Records from a dataset
————————

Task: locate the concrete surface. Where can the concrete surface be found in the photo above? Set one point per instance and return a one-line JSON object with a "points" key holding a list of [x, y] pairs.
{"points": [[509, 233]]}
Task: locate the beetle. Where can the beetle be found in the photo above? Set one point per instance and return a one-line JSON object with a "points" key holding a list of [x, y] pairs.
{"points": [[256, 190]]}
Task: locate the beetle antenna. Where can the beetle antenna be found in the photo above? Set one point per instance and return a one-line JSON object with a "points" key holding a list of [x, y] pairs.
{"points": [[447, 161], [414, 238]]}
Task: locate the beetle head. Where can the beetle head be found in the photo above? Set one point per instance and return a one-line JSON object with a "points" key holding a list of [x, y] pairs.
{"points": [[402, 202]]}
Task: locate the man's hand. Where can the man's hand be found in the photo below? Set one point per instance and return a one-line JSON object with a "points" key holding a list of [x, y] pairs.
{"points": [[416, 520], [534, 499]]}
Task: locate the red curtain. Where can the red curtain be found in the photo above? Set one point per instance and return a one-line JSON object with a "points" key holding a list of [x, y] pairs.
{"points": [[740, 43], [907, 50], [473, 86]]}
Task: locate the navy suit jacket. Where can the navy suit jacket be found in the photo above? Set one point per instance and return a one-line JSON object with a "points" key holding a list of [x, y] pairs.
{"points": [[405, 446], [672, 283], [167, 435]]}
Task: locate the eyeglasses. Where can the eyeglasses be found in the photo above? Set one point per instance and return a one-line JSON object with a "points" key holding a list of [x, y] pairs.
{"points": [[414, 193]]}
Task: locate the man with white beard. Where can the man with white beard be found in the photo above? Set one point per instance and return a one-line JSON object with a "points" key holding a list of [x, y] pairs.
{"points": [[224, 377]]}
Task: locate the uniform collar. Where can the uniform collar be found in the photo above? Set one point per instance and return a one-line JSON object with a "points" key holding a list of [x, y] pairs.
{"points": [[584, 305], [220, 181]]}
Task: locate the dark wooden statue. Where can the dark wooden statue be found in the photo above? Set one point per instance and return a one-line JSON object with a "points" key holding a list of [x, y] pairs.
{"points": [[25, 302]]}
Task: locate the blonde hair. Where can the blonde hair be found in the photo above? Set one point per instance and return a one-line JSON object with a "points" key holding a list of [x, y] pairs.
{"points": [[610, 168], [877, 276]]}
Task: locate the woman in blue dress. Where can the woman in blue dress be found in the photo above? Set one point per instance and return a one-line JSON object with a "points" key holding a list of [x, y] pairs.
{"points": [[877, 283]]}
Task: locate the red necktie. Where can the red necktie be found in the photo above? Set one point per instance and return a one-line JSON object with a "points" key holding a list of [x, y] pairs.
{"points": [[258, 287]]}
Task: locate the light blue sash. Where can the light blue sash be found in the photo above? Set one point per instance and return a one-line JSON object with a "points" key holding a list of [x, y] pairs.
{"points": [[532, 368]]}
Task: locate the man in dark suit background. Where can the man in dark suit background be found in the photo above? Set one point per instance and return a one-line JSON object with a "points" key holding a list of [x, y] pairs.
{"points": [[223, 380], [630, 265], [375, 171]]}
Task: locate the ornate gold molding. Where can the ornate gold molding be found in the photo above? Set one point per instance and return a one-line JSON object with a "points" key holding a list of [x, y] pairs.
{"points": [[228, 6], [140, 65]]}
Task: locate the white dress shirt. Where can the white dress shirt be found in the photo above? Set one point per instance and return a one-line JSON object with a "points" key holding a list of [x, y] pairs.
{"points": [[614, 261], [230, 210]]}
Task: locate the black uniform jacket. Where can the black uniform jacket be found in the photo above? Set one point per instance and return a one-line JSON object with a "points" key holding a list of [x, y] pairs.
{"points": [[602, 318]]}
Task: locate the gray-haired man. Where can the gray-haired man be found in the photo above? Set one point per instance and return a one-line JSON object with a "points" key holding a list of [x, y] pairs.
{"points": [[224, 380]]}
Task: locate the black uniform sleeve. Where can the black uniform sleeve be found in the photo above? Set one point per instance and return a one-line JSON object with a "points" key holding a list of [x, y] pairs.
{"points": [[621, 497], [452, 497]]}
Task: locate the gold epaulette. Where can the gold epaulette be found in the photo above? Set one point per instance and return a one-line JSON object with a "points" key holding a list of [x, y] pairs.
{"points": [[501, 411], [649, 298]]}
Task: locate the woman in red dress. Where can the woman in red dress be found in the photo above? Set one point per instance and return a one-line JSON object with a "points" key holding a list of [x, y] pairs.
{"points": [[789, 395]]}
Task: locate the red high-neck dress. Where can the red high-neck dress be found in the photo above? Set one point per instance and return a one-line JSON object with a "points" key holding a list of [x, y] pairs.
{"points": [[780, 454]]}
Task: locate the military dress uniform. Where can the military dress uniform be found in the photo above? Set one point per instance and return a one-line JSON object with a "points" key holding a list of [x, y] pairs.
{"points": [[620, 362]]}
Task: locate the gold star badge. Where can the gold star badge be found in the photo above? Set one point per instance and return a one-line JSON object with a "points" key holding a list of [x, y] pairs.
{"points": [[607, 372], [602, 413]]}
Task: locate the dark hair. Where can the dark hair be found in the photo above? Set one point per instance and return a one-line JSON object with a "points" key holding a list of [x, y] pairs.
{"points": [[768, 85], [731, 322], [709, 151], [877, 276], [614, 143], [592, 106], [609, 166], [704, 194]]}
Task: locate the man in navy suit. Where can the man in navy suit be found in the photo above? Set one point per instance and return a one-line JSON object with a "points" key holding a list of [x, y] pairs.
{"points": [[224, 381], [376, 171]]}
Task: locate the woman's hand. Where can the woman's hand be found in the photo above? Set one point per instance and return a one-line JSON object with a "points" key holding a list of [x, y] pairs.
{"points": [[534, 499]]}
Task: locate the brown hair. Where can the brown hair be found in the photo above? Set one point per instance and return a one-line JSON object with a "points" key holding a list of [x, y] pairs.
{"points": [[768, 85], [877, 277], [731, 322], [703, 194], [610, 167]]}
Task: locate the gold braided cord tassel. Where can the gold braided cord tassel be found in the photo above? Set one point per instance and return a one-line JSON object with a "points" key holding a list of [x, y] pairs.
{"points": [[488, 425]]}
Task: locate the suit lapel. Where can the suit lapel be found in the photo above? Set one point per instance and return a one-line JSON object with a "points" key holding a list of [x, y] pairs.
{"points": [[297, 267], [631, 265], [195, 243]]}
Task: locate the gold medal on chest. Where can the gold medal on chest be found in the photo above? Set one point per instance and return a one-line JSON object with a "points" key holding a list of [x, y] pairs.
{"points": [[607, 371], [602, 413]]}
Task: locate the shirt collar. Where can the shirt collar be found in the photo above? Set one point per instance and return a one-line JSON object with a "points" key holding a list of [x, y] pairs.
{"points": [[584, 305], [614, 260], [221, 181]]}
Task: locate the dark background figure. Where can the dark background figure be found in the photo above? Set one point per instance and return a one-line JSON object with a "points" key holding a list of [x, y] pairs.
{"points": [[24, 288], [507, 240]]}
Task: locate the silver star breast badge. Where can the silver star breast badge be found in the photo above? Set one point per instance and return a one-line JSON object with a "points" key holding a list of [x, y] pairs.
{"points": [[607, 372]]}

————————

# What the task requires:
Restate the data above word for word, please.

# Solution for this exercise:
Task: locate the concrete surface. Where can the concrete surface be found in the photo above? Set one point per instance and return a one-line JSON object with a "points" key holding a list of [x, y] pairs.
{"points": [[509, 233]]}
Task: locate the beetle. Where can the beetle be found in the photo above? Set one point per instance and return a one-line JSON object with a "points" key holding a list of [x, y] pairs.
{"points": [[256, 190]]}
Task: locate the beetle antenna. Where can the beetle antenna be found in the photo above? Set one point per instance and return a one-line JSON object with a "points" key holding a list of [x, y] pairs.
{"points": [[447, 161], [414, 238]]}
Task: locate the beetle head. Where can the beetle head be found in the photo above? Set one point per instance and return a one-line JSON object with a "points" key holding a list of [x, y] pairs.
{"points": [[402, 202]]}
Task: locate the man's hand. Where can the man's hand be found in the photo below? Set one point per instance and return a one-line JSON object with a "points" key holding a list of [x, y] pairs.
{"points": [[416, 520], [534, 499]]}
Task: locate the red curtain. Where can the red curtain be found in the photo above? Set one point per instance and return a one-line JSON object with a "points" key holding a list of [x, y] pairs.
{"points": [[740, 43], [907, 50], [473, 86]]}
Task: locate the navy suit jacket. Where can the navy suit jacket be found in the photo above? Set one point per instance and return a one-line JSON object with a "points" key holding a list of [x, y] pairs.
{"points": [[405, 446], [672, 283], [167, 435]]}
Task: locate the eyeglasses. Where can the eyeglasses be found in the photo above? Set one point per instance and return a one-line JSON object with a "points" key holding a list of [x, y] pairs.
{"points": [[414, 193]]}
Task: locate the man with white beard. Where can the man with white beard be found in the photo above? Set one point per instance and return a one-line JSON object with a "points" key holding a list of [x, y] pairs.
{"points": [[224, 377]]}
Task: locate the uniform collar. Where can the uniform collar be found in the photo above? Set one point per instance and return a one-line JSON object with a "points" key holding a list of [x, y] pairs.
{"points": [[584, 305], [220, 181]]}
Task: locate the dark wooden statue. Where can the dark wooden statue be found in the photo above? Set one point per instance and return a one-line JSON object with a "points" key holding a list of [x, y] pairs.
{"points": [[25, 302]]}
Task: locate the blonde hair. Where can the blonde hair be found in the photo above? Set one point per instance and return a one-line JSON object with a "points" key holding a list of [x, y] pairs.
{"points": [[610, 168], [877, 276]]}
Task: locate the woman in blue dress. Where can the woman in blue dress be found in the photo above? Set one point per instance and return a one-line JSON object with a "points" key holding a list of [x, y] pairs.
{"points": [[877, 283]]}
Task: locate the red necktie. Where can the red necktie be found in the photo above? Set one point per instance and return a one-line JSON object with a "points" key holding a list of [x, y] pairs.
{"points": [[258, 287]]}
Task: locate the light blue sash. Where can the light blue sash be found in the photo above? Set one point per instance and return a one-line JSON object with a "points" key holding a list of [x, y] pairs.
{"points": [[532, 368]]}
Task: locate the man in dark suit background. Where can the man in dark suit background be found in the photo above? Set one point per instance and return a one-line JSON object with a "points" key holding a list of [x, y] pairs.
{"points": [[223, 380], [630, 265], [375, 171]]}
Task: locate the ornate gold molding. Where can the ornate gold molding be found in the photo above? Set one point per instance and return a one-line JSON object with a "points" key holding a list of [x, y] pairs.
{"points": [[228, 6], [140, 65]]}
Task: locate the white dress shirt. Where can the white dress shirt be found in the photo above? Set one point per instance and return a one-line JSON object with a "points" key holding a list of [x, y] pairs.
{"points": [[614, 261], [230, 210]]}
Task: locate the black uniform jacket. Where can the black uniform jacket be found in the photo above? Set one point per instance and return a one-line JSON object with a "points" key holding a list of [x, y] pairs.
{"points": [[602, 318]]}
Task: locate the gray-haired man. Where can the gray-haired man be found in the photo above? Set one point per instance and return a one-line JSON object with a "points" key holding a list of [x, y] pairs.
{"points": [[224, 380]]}
Task: locate the black uniform sleeve. Where can the black uniform sleeve be found in the photo above? Set one point per instance and return a one-line JSON object with a "points" key holding a list of [x, y] pairs.
{"points": [[621, 497], [452, 497]]}
Task: locate the gold epaulette. Where can the gold epaulette be found in the photo above? Set one point per instance and return a one-line JSON object with a "points" key holding a list of [x, y] pairs.
{"points": [[501, 411], [649, 298]]}
Task: locate the woman in red dress. Where can the woman in red dress be found in the photo above? Set one point per instance and return a one-line JSON object with a "points" key holding a list of [x, y] pairs.
{"points": [[789, 395]]}
Task: locate the red high-neck dress. Where can the red high-neck dress be found in the photo above? Set one point per instance and return a one-line JSON object with a "points" key holding a list of [x, y] pairs.
{"points": [[780, 454]]}
Task: locate the military dress uniform. Where can the military dress uniform be found in the photo above? Set one point per instance and return a one-line JSON object with a "points" key holding a list of [x, y] pairs.
{"points": [[620, 362]]}
Task: locate the gold star badge. Where can the gold star badge be found in the photo above? Set one point per instance and return a one-line JSON object with a "points" key holding a list of [x, y] pairs.
{"points": [[607, 372], [602, 413]]}
Task: locate the dark hair. Where can the dark hair be found in the photo above? Set one point per instance and return a one-line JSON object with a "points" key holding a list of [x, y] pairs.
{"points": [[768, 85], [731, 322], [709, 151], [877, 276], [614, 143], [592, 106], [609, 166], [704, 194]]}
Task: locate the man in navy suit. Where can the man in navy suit be found in the photo above? Set one point per instance and return a one-line JSON object with a "points" key holding a list of [x, y] pairs.
{"points": [[224, 381], [376, 171]]}
Task: locate the woman's hand. Where can the woman's hand be found in the photo above? Set one point per instance and return a one-line JSON object with a "points" key holding a list of [x, y] pairs.
{"points": [[534, 499]]}
Task: locate the brown hair. Where can the brown hair be found in the photo above? Set one point per instance and return a one-line JSON object with a "points" key holding a list of [x, y] pairs.
{"points": [[768, 85], [877, 277], [731, 322], [703, 194], [610, 167]]}
Task: locate the gold braided cord tassel. Where can the gold braided cord tassel be found in the photo above? Set one point per instance and return a one-line JSON object with a "points" key holding a list of [x, y] pairs.
{"points": [[488, 425]]}
Task: locate the suit lapel. Where can the suit lapel be found in the photo above? Set one point per instance and return a one-line JSON object with a "points" key holding a list of [x, y] pairs.
{"points": [[297, 267], [631, 265], [195, 243]]}
Task: locate the gold medal on chest. Where can the gold medal on chest be found in the photo above? Set one point per instance and return a one-line JSON object with a "points" key holding a list of [x, y] pairs.
{"points": [[607, 371], [602, 413]]}
Task: locate the shirt collar. Where can the shirt collar be found in the photo above? Set one point per instance and return a one-line JSON object with a "points" key holding a list of [x, y] pairs.
{"points": [[584, 305], [614, 260], [221, 181]]}
Task: locate the dark background figure. Where can the dark background figure be found in the photo above? Set one point per instance and return a one-line JSON object with a "points" key holding a list of [x, y] pairs.
{"points": [[24, 288], [507, 240]]}
Task: locate the silver star breast badge. Where can the silver star breast badge be found in the photo above? Set one point per instance and return a one-line JSON object with a "points" key holding a list of [x, y] pairs.
{"points": [[607, 372]]}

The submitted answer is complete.